Vijećnica

Emplacement

Sarajevo, Bosnie-Herzégovine

Année de construction

1896

Architectes et artistes

Pařik Karel (1857-1942), Wittek Alexandar (1852-1894), Iveković Ćiril Metod (1864-1933)

Photographies contemporaines

Histoire

À la suite de la signature en 1878 du traité de Berlin qui avait remis l’administration de la province ottomane de Bosnie-Herzégovine à l’empire austro-hongrois, les nouvelles autorités du pays décident d’édifier à Sarajevo un hôtel de ville pour répondre aux besoins de la municipalité. Si la construction est bien prévue dès les années 1880, son emplacement sur l’ancienne place Mustajpaša au cœur du Baščaršija, le noyau historique de la ville ottomane, n’est entériné qu’à la fin de 1890.

Le projet est confié à Karel Pařik, architecte tchèque, qui livre en 1891 une première esquisse. Pařik dessine un bâtiment dont le plan s’adapte à la parcelle en forme de triangle équilatéral. Il ne répond malheureusement pas totalement aux attentes du ministre des Finances de l’époque, le baron Benjamin Kallay, chargé de son approbation. Refusant d’apporter les modifications que Kallay lui demande, Pařik se retire du projet, qui est alors confié à Alexandar Wittek. Le nouvel architecte conserve la plupart des éléments du projet de Pařik, mais répond au souhait du ministre Kallay en ajoutant un étage au bâtiment pour conforter sa monumentalité et signifier ainsi l’importance de l’hôtel de ville. C’est donc à Wittek, qui avait voyagé en Égypte, que l’on attribue principalement le programme décoratif orientaliste du bâtiment. Tous les dessins d’exécution des façades et des décors, datés de 1894 et 1895, sont pourtant signés par un autre architecte, Ćiril Iveković. En effet, Wittek décède avant l’achèvement de la construction. Le chantier est alors repris par Iveković qui aurait apporté des changements minimes à la disposition du bâtiment et au dessin de sa façade. L’hôtel de ville prend alors sa forme définitive et devient l’exemple le plus représentatif du style orientaliste de Bosnie-Herzégovine. Ces deux derniers architectes sont par ailleurs les auteurs de l’hôtel de ville de Brčko construit entre 1890 et 1892 dans un même style.

Solennellement inauguré le 20 avril 1896, le bâtiment de plan triangulaire, couvert d’un dôme central, comprend un sous-sol, un rez-de-chaussée avec mezzanine et deux étages. Ses trois angles sont ornés de tours prismatiques, les parties centrales des trois façades forment des avant-corps. Celui de la façade principale, au sud, présente la plus forte saillie ainsi qu’un imposant couronnement avec frises et merlons. Il abrite un grand porche à cinq arches, auquel on accède par un perron, surmonté à l’étage par une loggia.

== Jeu de lignes ==
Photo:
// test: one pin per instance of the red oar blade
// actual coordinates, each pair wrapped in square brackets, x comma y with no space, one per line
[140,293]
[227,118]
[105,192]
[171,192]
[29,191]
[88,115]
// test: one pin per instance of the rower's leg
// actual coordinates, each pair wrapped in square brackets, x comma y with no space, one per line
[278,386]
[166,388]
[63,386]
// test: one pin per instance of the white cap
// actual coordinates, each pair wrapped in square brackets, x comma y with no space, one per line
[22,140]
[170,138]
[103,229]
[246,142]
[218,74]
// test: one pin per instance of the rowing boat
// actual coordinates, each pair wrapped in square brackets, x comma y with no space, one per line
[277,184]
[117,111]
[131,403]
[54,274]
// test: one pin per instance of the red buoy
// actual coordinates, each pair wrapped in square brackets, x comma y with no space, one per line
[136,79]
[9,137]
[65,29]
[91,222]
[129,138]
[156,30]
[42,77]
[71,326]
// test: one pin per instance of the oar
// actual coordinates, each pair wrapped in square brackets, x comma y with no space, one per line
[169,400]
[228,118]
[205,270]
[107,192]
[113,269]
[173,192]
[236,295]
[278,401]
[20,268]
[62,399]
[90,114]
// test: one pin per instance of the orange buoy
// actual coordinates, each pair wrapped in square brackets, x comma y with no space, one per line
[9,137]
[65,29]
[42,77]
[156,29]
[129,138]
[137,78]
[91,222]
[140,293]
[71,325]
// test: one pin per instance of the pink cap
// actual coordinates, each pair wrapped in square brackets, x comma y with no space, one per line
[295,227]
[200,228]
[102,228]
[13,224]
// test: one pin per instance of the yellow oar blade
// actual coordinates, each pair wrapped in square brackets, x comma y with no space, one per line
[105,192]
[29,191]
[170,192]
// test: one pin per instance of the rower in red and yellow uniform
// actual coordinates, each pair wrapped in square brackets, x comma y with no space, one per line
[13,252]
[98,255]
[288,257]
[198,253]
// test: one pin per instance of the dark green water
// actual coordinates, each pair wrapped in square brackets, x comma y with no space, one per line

== Exercices proposés ==
a: Répondez à ces questions sur l'extrait consacré à l'hôtel de ville de Sarajevo :
(i) En quelle année Karel Pařik livre-t-il une première esquisse ?
(ii) Qu'ajoute Alexandar Wittek au bâtiment pour répondre au souhait du ministre Kallay ?
(iii) À quelle date le bâtiment est-il solennellement inauguré ?
b: Reproduisez à l'identique les lignes du jeu de lignes, depuis celle qui contient « the orange buoy » jusqu'à la dernière ligne du jeu, ces deux bornes comprises.

== Corrigé par exercice ==
a:
(i) En 1891.
(ii) Un étage.
(iii) Le 20 avril 1896.

b:
// test: one pin per instance of the orange buoy
// actual coordinates, each pair wrapped in square brackets, x comma y with no space, one per line
[9,137]
[65,29]
[42,77]
[156,29]
[129,138]
[137,78]
[91,222]
[140,293]
[71,325]
// test: one pin per instance of the pink cap
// actual coordinates, each pair wrapped in square brackets, x comma y with no space, one per line
[295,227]
[200,228]
[102,228]
[13,224]
// test: one pin per instance of the yellow oar blade
// actual coordinates, each pair wrapped in square brackets, x comma y with no space, one per line
[105,192]
[29,191]
[170,192]
// test: one pin per instance of the rower in red and yellow uniform
// actual coordinates, each pair wrapped in square brackets, x comma y with no space, one per line
[13,252]
[98,255]
[288,257]
[198,253]
// test: one pin per instance of the dark green water
// actual coordinates, each pair wrapped in square brackets, x comma y with no space, one per line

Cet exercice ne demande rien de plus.